AIM –
Reproduce the listing below word for word, keeping every line as it is.

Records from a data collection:

## start

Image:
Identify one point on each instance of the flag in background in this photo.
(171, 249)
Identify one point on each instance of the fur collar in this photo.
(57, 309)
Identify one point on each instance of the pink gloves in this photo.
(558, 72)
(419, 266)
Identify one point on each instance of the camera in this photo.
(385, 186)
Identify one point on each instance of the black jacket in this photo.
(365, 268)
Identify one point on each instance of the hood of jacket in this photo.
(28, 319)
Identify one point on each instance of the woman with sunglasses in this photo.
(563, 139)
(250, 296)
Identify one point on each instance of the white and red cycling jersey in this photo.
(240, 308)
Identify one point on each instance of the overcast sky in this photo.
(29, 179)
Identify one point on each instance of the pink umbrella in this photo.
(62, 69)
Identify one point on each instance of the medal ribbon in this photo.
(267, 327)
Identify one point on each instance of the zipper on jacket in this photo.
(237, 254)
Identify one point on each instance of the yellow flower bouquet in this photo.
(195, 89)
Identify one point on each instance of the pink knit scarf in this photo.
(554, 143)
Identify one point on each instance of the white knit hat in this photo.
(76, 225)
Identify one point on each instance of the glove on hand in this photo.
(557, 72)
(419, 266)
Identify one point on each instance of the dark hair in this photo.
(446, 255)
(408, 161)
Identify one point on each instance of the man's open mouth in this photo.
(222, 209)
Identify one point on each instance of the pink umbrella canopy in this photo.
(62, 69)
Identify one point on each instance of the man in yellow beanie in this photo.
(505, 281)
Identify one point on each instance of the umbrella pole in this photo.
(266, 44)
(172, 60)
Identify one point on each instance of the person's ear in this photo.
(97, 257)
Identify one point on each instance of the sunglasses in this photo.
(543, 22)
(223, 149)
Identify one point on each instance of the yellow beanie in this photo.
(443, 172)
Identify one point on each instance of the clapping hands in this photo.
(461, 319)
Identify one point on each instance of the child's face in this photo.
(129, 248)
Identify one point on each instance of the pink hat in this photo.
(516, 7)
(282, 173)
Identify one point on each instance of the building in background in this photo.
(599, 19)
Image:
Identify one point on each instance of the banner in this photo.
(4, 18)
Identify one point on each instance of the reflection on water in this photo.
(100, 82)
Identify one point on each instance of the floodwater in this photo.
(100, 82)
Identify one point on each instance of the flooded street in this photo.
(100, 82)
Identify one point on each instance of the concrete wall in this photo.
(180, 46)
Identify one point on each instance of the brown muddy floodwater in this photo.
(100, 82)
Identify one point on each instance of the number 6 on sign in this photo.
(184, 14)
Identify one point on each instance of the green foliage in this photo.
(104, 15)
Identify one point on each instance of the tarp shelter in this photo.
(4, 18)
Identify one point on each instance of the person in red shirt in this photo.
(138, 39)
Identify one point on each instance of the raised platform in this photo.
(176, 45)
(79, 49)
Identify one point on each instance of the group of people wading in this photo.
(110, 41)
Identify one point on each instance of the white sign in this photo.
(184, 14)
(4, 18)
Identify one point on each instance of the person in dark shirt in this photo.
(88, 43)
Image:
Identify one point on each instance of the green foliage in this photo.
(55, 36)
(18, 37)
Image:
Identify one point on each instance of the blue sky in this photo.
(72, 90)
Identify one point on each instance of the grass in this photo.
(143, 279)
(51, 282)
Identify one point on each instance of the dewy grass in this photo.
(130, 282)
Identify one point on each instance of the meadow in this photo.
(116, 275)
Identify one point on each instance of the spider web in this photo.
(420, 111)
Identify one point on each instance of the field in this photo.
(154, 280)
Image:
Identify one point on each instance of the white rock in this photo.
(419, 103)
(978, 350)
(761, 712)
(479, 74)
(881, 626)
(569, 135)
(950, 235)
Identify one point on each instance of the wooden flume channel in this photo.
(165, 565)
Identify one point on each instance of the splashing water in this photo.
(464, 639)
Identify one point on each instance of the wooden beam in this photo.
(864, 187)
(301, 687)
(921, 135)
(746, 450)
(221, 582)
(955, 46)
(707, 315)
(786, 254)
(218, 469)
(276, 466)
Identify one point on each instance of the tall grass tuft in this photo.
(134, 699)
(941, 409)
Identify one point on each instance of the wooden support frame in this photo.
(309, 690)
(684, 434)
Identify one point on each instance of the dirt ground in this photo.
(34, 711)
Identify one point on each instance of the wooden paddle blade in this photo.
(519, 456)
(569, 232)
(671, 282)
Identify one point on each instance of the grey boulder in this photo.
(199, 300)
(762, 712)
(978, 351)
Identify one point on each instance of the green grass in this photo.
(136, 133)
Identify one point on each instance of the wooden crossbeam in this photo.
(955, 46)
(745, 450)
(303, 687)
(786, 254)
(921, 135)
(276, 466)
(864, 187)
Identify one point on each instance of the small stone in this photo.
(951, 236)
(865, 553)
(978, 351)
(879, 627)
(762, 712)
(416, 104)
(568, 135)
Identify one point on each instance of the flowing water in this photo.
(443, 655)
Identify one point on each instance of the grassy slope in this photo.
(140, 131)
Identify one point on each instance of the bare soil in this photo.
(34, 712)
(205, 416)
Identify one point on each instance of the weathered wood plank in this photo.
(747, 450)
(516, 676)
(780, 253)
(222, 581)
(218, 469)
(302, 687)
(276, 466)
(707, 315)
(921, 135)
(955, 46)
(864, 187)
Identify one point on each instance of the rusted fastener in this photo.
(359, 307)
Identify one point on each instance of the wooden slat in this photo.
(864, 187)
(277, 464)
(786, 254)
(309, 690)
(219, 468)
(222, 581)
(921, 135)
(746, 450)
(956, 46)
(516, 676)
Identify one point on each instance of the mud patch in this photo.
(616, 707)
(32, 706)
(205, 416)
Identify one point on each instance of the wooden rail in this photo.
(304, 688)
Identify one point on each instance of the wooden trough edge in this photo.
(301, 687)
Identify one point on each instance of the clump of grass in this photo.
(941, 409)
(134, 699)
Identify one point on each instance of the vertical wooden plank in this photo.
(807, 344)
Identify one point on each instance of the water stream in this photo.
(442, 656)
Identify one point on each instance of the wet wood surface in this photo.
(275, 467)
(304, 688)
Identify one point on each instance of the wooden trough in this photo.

## end

TASK RESULT –
Image:
Identify one point on each instance of the flag in background in this photo.
(171, 249)
Identify one point on each instance of the fur collar in this photo.
(57, 309)
Identify one point on each instance of the pink gloves in this photo.
(558, 72)
(419, 266)
Identify one point on each instance of the camera in this photo.
(385, 186)
Identify one point on each instance of the black jacket in this photo.
(365, 268)
Identify one point on each instance of the hood of jacket in this photo.
(28, 319)
Identify one point on each instance of the woman with sunglasses in this photo.
(563, 139)
(250, 296)
Identify one point on each instance of the white and red cycling jersey in this photo.
(240, 308)
Identify one point on each instance of the overcast sky in this photo.
(29, 179)
Identify one point on each instance of the pink umbrella in this photo.
(62, 69)
Identify one point on each instance of the medal ribbon in this photo.
(267, 327)
Identify one point on each instance of the zipper on jacket in this photo.
(237, 254)
Identify one point on each instance of the yellow flower bouquet in this photo.
(195, 89)
Identify one point on each instance of the pink knit scarf in this photo.
(554, 143)
Identify one point on each instance of the white knit hat in this photo.
(76, 225)
Identify one point on each instance of the glove on hand in this photo.
(557, 72)
(419, 266)
Identify one point on each instance of the dark hair in this photo.
(446, 255)
(408, 161)
Identify one point on each instance of the man's open mouth in this photo.
(222, 209)
Identify one point on each instance of the pink umbrella canopy in this photo.
(62, 69)
Identify one point on each instance of the man in yellow beanie in this photo.
(505, 281)
Identify one point on each instance of the umbrella pole in this photo.
(266, 44)
(172, 60)
Identify one point on each instance of the person's ear in this photo.
(97, 257)
Identify one point on each instance of the sunglasses in this photo.
(543, 22)
(223, 149)
Identify one point on each instance of the yellow beanie in this photo.
(443, 172)
Identify one point on each instance of the clapping hands in this photo.
(461, 319)
Identify one point on each instance of the child's face in this photo.
(129, 248)
Identify one point on each instance of the pink hat in this photo.
(516, 7)
(282, 173)
Identify one point on each instance of the building in background in this photo.
(599, 19)
Image:
Identify one point on each instance of the banner in this photo.
(4, 18)
Identify one point on each instance of the reflection on water in this photo.
(100, 82)
Identify one point on each instance of the floodwater in this photo.
(100, 82)
Identify one point on each instance of the flooded street in this photo.
(100, 82)
Identify one point on each instance of the concrete wall in this photo.
(180, 46)
Identify one point on each instance of the brown muddy floodwater in this photo.
(100, 82)
Identify one point on each instance of the number 6 on sign in this photo.
(184, 14)
Identify one point on each instance of the green foliage in this photo.
(104, 15)
Identify one point on each instance of the tarp shelter in this photo.
(4, 18)
Identify one point on each instance of the person in red shirt in this photo.
(138, 39)
Identify one point on each instance of the raised platform in this photo.
(176, 45)
(79, 49)
Identify one point on each instance of the group of people wading in this photo.
(110, 41)
Identify one point on each instance of the white sign in this photo.
(184, 14)
(4, 18)
Identify one point on each instance of the person in dark shirt in this photo.
(88, 43)
Image:
Identify one point on each instance of the green foliage in this photo.
(55, 36)
(18, 37)
Image:
Identify one point on each instance of the blue sky in this photo.
(72, 90)
Identify one point on each instance of the grass in this photo.
(143, 279)
(51, 282)
Identify one point on each instance of the dewy grass in this photo.
(130, 282)
Identify one point on each instance of the meadow in this photo.
(116, 275)
Identify one point on each instance of the spider web in this photo.
(420, 111)
Identify one point on each instance of the field in this photo.
(154, 280)
Image:
Identify one point on each instance of the white rock in this photo.
(419, 103)
(978, 350)
(761, 712)
(479, 74)
(881, 626)
(569, 135)
(950, 235)
Identify one point on each instance of the wooden flume channel in this photo.
(165, 565)
Identify one point on each instance of the splashing water in this photo.
(464, 639)
Identify one point on each instance of the wooden beam in this photo.
(864, 187)
(301, 687)
(921, 135)
(746, 450)
(221, 582)
(955, 46)
(707, 315)
(786, 254)
(218, 469)
(276, 466)
Identify one point on each instance of the tall grass tuft in this photo.
(134, 699)
(941, 409)
Identify one point on each instance of the wooden support frame in this photo.
(309, 690)
(684, 434)
Identify one point on each instance of the dirt ground in this photo.
(34, 711)
Identify one point on each instance of the wooden paddle blade in this photo.
(519, 456)
(569, 232)
(671, 282)
Identify one point on each instance of the grey boulder in this photo.
(199, 300)
(762, 712)
(978, 351)
Identify one point on each instance of the green grass in this photo.
(136, 133)
Identify one point on each instance of the wooden crossbeam in this photo.
(955, 46)
(745, 450)
(303, 687)
(786, 254)
(921, 135)
(276, 466)
(864, 187)
Identify one point on each instance of the small stone in this photo.
(951, 236)
(865, 553)
(978, 351)
(879, 627)
(762, 712)
(416, 104)
(568, 135)
Identify one point on each instance of the flowing water in this photo.
(443, 655)
Identify one point on each instance of the grassy slope in this photo.
(140, 131)
Identify one point on each instance of the bare soil in this photo.
(34, 712)
(205, 416)
Identify one point on each instance of the weathered wood plank in this photo.
(747, 450)
(516, 676)
(780, 253)
(222, 581)
(218, 469)
(302, 687)
(276, 466)
(707, 315)
(921, 135)
(955, 46)
(864, 187)
Identify one point on each instance of the rusted fastener in this photo.
(359, 307)
Identify one point on each instance of the wooden slat in this photo.
(864, 187)
(277, 464)
(786, 254)
(309, 690)
(219, 468)
(222, 581)
(921, 135)
(746, 450)
(956, 46)
(516, 676)
Identify one point on each instance of the mud patch in this photo.
(616, 707)
(32, 706)
(205, 416)
Identify one point on each instance of the wooden rail in this photo.
(304, 688)
Identify one point on each instance of the wooden trough edge in this photo.
(301, 687)
Identify one point on each instance of the clump of grass in this photo.
(941, 409)
(134, 699)
Identify one point on each instance of the vertical wooden plank in this photo.
(807, 344)
Identify one point on each instance of the water stream in this photo.
(442, 656)
Identify one point on each instance of the wet wood surface in this photo.
(275, 467)
(304, 688)
Identify one point on each instance of the wooden trough in this photo.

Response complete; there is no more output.